GIVEN INSTRUCTION
Format the entries below as a two-column CSV with the header row instruction,coordinates, giving one row per entry for all of them. Each row holds the entry's text and its full answer, each enclosed in double quotes, with line breaks replaced by spaces.

RECORDS FOR THIS TASK
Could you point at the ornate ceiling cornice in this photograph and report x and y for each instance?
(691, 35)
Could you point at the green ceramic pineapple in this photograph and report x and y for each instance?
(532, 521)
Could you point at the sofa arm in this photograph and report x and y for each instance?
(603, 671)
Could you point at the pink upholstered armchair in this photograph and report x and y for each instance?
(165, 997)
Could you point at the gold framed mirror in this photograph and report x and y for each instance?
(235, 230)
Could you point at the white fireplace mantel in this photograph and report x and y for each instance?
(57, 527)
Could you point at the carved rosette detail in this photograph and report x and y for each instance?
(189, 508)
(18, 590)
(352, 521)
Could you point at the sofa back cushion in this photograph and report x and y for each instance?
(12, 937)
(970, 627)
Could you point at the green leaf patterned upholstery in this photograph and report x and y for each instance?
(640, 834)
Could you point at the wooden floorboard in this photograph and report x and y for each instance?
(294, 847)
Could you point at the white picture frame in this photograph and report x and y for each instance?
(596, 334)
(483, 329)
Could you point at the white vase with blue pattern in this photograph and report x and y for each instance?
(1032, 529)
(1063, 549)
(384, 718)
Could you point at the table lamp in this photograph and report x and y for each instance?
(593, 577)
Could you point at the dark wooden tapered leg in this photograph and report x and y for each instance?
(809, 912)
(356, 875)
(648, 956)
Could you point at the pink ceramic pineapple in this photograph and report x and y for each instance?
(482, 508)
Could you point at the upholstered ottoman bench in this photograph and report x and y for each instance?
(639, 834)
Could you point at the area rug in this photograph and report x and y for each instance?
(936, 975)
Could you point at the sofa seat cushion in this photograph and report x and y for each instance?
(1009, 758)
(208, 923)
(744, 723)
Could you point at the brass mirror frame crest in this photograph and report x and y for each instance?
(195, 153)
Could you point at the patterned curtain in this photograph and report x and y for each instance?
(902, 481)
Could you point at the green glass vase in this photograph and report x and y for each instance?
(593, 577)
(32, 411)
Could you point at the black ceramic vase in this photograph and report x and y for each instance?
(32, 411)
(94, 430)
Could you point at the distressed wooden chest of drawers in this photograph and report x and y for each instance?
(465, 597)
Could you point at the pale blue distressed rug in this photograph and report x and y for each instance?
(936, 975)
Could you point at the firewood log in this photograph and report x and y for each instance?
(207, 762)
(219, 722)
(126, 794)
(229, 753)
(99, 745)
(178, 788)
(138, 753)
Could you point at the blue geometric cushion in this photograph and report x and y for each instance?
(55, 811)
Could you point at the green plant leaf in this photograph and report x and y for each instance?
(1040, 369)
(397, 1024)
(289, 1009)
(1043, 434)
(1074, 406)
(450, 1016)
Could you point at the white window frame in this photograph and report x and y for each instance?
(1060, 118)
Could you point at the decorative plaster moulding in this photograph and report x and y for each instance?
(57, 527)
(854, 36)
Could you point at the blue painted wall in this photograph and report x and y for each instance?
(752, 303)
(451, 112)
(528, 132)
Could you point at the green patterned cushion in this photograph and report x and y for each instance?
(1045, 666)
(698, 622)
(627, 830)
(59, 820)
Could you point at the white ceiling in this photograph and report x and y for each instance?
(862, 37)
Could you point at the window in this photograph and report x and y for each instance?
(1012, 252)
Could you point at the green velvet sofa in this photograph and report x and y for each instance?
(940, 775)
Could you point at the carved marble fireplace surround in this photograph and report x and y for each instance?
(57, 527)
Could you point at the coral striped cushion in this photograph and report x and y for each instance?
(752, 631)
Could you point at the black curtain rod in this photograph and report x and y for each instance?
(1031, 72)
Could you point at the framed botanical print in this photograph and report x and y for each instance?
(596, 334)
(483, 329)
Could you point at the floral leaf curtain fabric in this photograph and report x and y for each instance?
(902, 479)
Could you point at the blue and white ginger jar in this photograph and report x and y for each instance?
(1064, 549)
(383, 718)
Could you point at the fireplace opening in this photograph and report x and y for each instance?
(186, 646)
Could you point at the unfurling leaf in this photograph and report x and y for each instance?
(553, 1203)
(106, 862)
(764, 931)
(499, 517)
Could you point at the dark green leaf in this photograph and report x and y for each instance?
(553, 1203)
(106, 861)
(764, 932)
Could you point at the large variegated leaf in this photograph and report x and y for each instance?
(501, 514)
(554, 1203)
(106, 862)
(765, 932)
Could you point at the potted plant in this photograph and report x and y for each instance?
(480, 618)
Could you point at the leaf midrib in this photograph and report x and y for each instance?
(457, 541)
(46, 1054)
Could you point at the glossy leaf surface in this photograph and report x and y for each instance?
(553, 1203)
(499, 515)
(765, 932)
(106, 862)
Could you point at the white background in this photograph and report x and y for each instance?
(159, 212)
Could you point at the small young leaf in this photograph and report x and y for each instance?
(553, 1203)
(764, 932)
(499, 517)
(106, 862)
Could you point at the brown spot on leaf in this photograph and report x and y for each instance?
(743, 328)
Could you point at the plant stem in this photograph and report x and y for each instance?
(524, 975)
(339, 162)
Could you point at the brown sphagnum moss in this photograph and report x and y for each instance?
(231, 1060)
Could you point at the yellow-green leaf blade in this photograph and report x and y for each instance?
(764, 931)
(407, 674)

CORRECT ANSWER
instruction,coordinates
"Could you point at the ornate ceiling cornice in this photograph and report x and y for each instance?","(691, 35)"
"Could you point at the green ceramic pineapple in this photograph and report x and y for each instance?","(532, 521)"
"Could you point at the sofa arm in this photograph and report x and y for each instance?","(603, 671)"
"Could you point at the pink upholstered armchair in this photograph and report x and y for each instance?","(165, 997)"
"Could you point at the gold framed mirror in this photograph and report x and y for each instance?","(235, 230)"
"Could you point at the white fireplace mantel in this photograph and report x and y for each instance?","(57, 527)"
"Could you point at the carved rosette detail in this photograph and report x and y for each instance?","(189, 508) (18, 590) (352, 521)"
"Could you point at the sofa back cushion in this photograph and report x and y for each instance?","(12, 937) (970, 627)"
"Could you point at the green leaf patterned upholstery in this photograph and report x and y for each instance?","(640, 834)"
"Could you point at the wooden floorboard in this photograph and report x and y for each instance?","(294, 847)"
"Could you point at the white picture frame in this photograph and report x and y for each instance?","(596, 334) (483, 329)"
"Could you point at the white vase with blue pattern in this photograph and report x and y for each instance?","(1032, 529) (1063, 549) (384, 718)"
"Could you point at the table lamp in this photograph and report x and y for each instance?","(593, 577)"
"Could you point at the dark wooden tapered leg in this photograph and report x and y for each instance?","(809, 912) (356, 875) (648, 956)"
"Could you point at the pink ceramic pineapple in this photograph and report x and y for each instance?","(482, 508)"
"Could you point at the upholstered ottoman bench in this photograph and report x and y for each instance?","(639, 834)"
"Could you point at the area rug in this photograph and report x and y for each instance?","(936, 975)"
"Could you point at the sofa seat cushion in this photograph and report x and y for each instance?","(1009, 758) (208, 923) (744, 723)"
"Could you point at the brass mirror frame crest in this photograph and report x and y for each instance?","(195, 153)"
"Could you point at the patterned curtain in this photograph and report x and y for each instance?","(902, 481)"
"Could you point at the green glass vase in this photograph and report x and y for each instance?","(593, 577) (32, 411)"
"Could you point at the black ceramic vase in this photograph and report x and y for each instance?","(32, 411) (94, 430)"
"Could you point at the distressed wooden chest of drawers in this photograph and report x and y for each instance?","(465, 597)"
"Could you point at the pale blue distressed rug in this photograph and report x and y for each instance?","(936, 975)"
"Could you point at the firewood log in this photograph and report x and y for each instance?","(207, 762) (219, 722) (126, 794) (229, 753) (99, 745) (178, 788) (138, 753)"
"Could you point at the blue geometric cushion in this photograph and report x and y for each instance?","(55, 811)"
"Could you point at the green plant leaf in this photograph and report x and y for each instance?","(1040, 369) (397, 1024) (289, 1009) (1043, 434) (1074, 406) (450, 1016)"
"Could you point at the white window frame in this photograph and report x and y for each instance?","(1060, 118)"
"Could you point at the decorative plaster moulding in this photograph and report x and y for each instance?","(57, 527) (854, 36)"
"Could you point at the blue painted wall in this photograph and report x and y for each instance?","(752, 303) (451, 112) (528, 132)"
"Could you point at the green patterned cushion in this photograph and report x and y for each instance?","(1045, 666) (698, 622) (627, 830) (59, 820)"
"Could you point at the white ceiling in this photograph and report x and y for each instance?","(862, 37)"
"Could you point at the window in this photograph and report x and y for each instance?","(1012, 252)"
"Could you point at the green velvet sofa in this photograph and report x and y for each instance?","(940, 775)"
"Could you point at the carved marble fireplace surround in this photograph and report x and y for each instance?","(57, 527)"
"Could you point at the coral striped cushion in this photograph and report x and y for each instance?","(752, 631)"
"Could you point at the black curtain rod in this photograph and report x and y for each instance?","(1031, 72)"
"Could you point at the framed botanical print in this photograph and report x and y for each instance?","(596, 334) (483, 329)"
"Could you point at the floral leaf curtain fabric in this photograph and report x and y for each instance?","(902, 479)"
"Could you point at the blue and white ginger jar in this photograph and report x and y for each instance?","(1064, 549) (383, 718)"
"Could you point at the fireplace opening in this photograph and report x and y for each instance?","(186, 646)"
"Could you point at the unfurling leaf in this photograph and report x and y for each instance?","(553, 1203) (106, 862) (764, 931) (499, 517)"
"Could you point at the dark green leaf in this photograph and report x and y for each instance?","(553, 1203) (106, 861) (764, 932)"
"Could you point at the large variegated leaf in this photograph and report x and y for each instance?","(501, 514) (554, 1203) (106, 862) (765, 932)"
"Could you point at the potted plant in this photograph and report x and y for each instance?","(480, 618)"
"Could you point at the leaf midrib in this photograph and report x and y for each instance?","(457, 541) (46, 1054)"
"Could you point at the glossy leaf surface in this photograph and report x and y for each instance?","(553, 1203) (499, 515) (765, 932) (106, 862)"
"Could you point at the white background in this photograph and report x and y for each instance?","(159, 212)"
"Could you point at the small young leaf in this photograph and report x and y for each instance?","(553, 1203) (764, 932) (499, 517) (106, 862)"
"Could you point at the brown spot on leaf in this photograph and report x and y for each instance?","(743, 328)"
"Could you point at the plant stem in this photograph and report x and y for each instance?","(524, 975) (339, 162)"
"Could you point at the brown sphagnum moss in this photograph and report x and y for each instance?","(231, 1060)"
"Could you point at the yellow-green leaf blade in this photograph and report x and y for each instance?","(764, 931) (407, 674)"